» RECORDS PROVIDED:
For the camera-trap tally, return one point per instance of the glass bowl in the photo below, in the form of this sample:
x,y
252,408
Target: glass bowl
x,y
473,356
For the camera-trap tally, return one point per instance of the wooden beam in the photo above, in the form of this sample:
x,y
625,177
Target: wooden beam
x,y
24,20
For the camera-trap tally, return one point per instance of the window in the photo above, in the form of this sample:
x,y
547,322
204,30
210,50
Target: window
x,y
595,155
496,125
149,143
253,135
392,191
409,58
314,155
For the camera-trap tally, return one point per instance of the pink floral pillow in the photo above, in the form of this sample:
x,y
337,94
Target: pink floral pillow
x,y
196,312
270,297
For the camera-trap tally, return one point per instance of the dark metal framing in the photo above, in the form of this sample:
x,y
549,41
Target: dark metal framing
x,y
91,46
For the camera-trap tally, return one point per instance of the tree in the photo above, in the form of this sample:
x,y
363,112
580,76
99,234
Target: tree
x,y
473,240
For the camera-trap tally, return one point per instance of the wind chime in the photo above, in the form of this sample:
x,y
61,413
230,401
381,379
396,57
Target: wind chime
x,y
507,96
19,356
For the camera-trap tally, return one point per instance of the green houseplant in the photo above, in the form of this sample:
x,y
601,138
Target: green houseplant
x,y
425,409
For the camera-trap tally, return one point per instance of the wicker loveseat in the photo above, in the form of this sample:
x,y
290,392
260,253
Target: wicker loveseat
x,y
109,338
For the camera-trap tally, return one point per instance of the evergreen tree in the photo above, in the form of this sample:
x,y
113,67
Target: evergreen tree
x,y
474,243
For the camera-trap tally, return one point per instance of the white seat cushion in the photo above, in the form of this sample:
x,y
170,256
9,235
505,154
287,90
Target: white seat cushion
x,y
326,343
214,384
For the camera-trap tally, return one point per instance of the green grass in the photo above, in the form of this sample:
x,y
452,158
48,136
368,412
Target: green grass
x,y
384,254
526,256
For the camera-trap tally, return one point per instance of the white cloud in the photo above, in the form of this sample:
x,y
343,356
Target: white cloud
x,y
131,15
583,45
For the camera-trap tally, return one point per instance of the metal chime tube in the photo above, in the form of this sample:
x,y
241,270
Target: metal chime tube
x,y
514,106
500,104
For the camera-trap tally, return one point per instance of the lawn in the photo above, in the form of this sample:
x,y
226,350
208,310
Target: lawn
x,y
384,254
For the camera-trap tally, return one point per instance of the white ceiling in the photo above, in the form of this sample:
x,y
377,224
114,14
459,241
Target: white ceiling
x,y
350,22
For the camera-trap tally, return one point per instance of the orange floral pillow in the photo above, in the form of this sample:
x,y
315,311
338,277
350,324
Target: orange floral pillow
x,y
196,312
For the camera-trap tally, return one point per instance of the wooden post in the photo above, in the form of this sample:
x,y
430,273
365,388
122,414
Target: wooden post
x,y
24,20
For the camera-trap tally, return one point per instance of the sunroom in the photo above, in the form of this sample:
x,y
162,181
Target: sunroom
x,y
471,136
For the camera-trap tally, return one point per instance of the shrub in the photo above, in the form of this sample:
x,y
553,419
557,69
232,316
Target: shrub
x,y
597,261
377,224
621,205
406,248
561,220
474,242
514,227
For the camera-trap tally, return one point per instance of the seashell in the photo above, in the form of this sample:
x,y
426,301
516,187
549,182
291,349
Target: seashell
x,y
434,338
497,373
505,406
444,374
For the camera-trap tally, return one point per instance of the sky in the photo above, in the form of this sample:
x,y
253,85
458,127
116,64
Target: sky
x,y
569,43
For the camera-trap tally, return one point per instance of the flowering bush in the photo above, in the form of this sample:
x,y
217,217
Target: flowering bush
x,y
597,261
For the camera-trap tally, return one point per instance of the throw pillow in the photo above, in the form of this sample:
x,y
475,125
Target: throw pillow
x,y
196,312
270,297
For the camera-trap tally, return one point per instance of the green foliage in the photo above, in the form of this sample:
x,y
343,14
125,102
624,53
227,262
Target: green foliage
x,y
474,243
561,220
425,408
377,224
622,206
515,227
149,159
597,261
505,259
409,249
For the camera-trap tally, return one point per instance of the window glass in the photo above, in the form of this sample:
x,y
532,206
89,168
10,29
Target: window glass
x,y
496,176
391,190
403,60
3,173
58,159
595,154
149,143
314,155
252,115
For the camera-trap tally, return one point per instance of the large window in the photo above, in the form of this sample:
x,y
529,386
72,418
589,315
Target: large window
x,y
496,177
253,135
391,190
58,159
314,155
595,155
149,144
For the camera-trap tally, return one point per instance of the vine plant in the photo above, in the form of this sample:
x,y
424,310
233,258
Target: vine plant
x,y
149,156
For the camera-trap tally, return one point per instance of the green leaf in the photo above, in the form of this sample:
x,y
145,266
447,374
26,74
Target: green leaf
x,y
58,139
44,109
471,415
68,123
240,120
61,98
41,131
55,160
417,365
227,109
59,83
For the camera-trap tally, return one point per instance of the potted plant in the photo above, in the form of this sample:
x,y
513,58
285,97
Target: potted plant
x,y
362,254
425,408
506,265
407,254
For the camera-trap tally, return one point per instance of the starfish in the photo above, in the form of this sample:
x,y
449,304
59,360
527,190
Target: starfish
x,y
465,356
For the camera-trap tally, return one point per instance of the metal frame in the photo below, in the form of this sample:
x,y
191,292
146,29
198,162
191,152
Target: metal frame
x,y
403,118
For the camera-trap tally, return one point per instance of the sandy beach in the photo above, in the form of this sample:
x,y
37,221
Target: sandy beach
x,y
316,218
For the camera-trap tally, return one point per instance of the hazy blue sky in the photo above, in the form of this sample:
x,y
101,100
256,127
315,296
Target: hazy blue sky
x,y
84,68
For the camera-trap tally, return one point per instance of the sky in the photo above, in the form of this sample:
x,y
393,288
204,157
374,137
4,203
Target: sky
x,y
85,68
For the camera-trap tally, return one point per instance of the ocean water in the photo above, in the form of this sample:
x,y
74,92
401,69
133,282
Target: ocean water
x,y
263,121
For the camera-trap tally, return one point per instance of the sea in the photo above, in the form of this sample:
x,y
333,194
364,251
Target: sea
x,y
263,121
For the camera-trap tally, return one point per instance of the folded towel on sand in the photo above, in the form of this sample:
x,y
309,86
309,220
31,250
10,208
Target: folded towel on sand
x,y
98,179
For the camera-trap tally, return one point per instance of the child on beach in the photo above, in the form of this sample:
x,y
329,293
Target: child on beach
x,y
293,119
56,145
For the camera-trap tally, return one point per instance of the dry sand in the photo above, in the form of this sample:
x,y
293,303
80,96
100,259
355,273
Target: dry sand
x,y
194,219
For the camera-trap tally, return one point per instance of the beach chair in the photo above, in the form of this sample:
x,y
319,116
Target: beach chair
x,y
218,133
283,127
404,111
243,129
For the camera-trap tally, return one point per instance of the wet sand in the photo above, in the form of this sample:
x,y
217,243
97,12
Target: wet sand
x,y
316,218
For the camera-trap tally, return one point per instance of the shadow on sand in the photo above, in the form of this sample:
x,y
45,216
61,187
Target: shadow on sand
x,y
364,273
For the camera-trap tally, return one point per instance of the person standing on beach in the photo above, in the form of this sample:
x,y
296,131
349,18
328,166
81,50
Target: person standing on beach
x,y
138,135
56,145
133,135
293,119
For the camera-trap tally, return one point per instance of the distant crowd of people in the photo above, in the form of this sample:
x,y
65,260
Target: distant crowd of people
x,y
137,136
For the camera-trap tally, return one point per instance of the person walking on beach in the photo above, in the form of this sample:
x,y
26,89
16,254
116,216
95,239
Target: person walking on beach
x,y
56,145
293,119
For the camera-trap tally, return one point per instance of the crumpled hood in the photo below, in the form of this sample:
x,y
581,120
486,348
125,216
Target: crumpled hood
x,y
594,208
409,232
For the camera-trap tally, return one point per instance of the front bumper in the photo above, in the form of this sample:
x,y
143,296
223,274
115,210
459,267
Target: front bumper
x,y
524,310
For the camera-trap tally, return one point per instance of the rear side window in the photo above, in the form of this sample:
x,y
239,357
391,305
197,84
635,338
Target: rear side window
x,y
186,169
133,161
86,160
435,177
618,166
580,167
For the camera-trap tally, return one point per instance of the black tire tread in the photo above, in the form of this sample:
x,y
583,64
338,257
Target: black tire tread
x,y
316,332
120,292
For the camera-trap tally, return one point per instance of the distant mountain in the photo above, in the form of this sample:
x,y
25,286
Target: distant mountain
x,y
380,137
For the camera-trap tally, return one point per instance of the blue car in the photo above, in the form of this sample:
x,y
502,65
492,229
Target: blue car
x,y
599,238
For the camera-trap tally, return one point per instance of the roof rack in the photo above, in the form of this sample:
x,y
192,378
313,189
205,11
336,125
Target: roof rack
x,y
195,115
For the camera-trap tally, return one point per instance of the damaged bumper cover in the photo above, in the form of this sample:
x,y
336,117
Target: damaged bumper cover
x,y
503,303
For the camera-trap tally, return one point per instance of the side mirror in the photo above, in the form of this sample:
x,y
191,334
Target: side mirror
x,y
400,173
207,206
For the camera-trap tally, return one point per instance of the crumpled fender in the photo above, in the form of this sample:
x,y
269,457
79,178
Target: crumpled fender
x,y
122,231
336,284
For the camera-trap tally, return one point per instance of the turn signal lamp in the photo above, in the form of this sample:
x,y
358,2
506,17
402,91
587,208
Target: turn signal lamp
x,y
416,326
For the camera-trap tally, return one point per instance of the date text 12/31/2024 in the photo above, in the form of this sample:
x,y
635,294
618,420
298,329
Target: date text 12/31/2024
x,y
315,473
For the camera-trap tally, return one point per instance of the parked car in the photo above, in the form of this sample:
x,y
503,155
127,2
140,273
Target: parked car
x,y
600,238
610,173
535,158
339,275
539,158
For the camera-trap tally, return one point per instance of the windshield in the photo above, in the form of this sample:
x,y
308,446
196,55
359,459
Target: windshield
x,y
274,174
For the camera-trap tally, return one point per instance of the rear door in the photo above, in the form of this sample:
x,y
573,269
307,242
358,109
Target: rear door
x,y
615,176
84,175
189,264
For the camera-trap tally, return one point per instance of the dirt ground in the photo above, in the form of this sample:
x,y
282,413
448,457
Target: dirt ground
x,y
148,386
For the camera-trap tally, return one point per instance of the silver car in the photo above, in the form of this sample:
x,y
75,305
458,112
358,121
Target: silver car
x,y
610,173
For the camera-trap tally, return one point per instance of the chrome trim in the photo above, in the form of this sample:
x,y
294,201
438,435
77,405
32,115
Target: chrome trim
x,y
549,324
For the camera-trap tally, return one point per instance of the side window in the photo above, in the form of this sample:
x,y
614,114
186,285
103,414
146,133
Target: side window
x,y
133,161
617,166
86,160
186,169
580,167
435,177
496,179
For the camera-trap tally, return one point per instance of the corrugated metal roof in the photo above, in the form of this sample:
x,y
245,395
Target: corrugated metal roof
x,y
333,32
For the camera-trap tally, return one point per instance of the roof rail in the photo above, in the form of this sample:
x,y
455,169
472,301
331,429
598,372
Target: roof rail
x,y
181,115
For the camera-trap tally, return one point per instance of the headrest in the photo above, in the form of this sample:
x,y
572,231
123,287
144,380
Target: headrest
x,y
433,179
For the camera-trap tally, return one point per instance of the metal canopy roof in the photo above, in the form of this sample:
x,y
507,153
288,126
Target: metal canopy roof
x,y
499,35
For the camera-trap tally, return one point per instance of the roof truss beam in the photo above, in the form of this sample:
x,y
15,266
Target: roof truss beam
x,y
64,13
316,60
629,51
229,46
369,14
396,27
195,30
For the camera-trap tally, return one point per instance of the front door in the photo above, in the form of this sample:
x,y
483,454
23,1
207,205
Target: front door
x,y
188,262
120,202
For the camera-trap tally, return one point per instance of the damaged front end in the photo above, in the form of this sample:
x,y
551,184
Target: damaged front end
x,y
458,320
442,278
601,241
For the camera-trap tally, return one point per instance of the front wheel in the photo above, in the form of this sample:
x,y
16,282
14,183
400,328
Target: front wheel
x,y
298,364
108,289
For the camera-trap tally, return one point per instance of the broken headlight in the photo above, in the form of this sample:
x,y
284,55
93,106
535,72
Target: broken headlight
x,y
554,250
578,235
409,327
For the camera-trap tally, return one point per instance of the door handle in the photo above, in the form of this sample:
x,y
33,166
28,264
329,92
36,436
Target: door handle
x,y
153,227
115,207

» SET TASK: Locate the line that contains "the front wheel", then please quote it and every line after it to the end of the entries above, exactly and with nothing else.

» RESPONSE BELOW:
For the camera-trap tally, return one point per instance of the front wheel in the photo above, in the form of this sample:
x,y
16,282
14,183
400,328
Target: front wheel
x,y
298,364
108,289
For the camera-trap tally, return one point per instance of the broken headlight in the photo above, in the form of this sample:
x,y
284,55
93,106
535,72
Target: broken headlight
x,y
554,250
578,235
409,327
For the camera-trap tally, return one point per instance of the door handle in the photo above, in the form of this sample:
x,y
33,166
28,264
329,92
36,436
Target: door handle
x,y
153,227
115,207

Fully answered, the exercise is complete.